— Start —

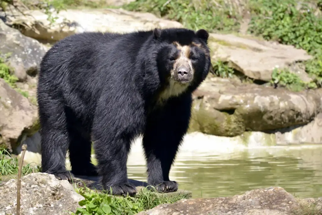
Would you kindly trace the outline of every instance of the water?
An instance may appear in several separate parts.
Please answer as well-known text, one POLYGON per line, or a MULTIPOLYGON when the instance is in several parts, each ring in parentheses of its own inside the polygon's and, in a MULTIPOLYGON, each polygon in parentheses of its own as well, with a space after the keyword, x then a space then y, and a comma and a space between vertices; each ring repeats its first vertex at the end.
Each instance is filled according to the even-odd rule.
MULTIPOLYGON (((179 183, 179 189, 192 191, 193 198, 232 196, 271 186, 281 187, 300 197, 322 197, 322 145, 223 152, 213 148, 208 152, 190 149, 182 149, 170 178, 179 183)), ((134 151, 128 162, 128 177, 146 181, 140 147, 134 151)))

— End —

• Task: Reproduce the material above without the picture, keeping every line of text, and offset each coordinate in the answer by adding 82.

• Exercise response:
Would you kindly trace the outline of every instance of the water?
An instance may appear in several separate parts.
Please answer as well-known text, one POLYGON per line, or a MULTIPOLYGON when the instance is in several parts, each ring in parentheses of its own inside the polygon's and, in a MULTIPOLYGON, each polygon in parentheses of its own as well, with a space after the keyword, x then a space then y, and a comma and a space between vertices; each ring repeats its first vertex at the end.
Each instance is filled according to the even-odd rule.
MULTIPOLYGON (((261 265, 261 271, 274 273, 275 280, 314 278, 353 268, 363 269, 382 279, 404 279, 404 227, 305 234, 295 230, 290 234, 272 231, 264 231, 252 260, 261 265)), ((216 233, 210 244, 210 259, 228 263, 222 229, 216 233)))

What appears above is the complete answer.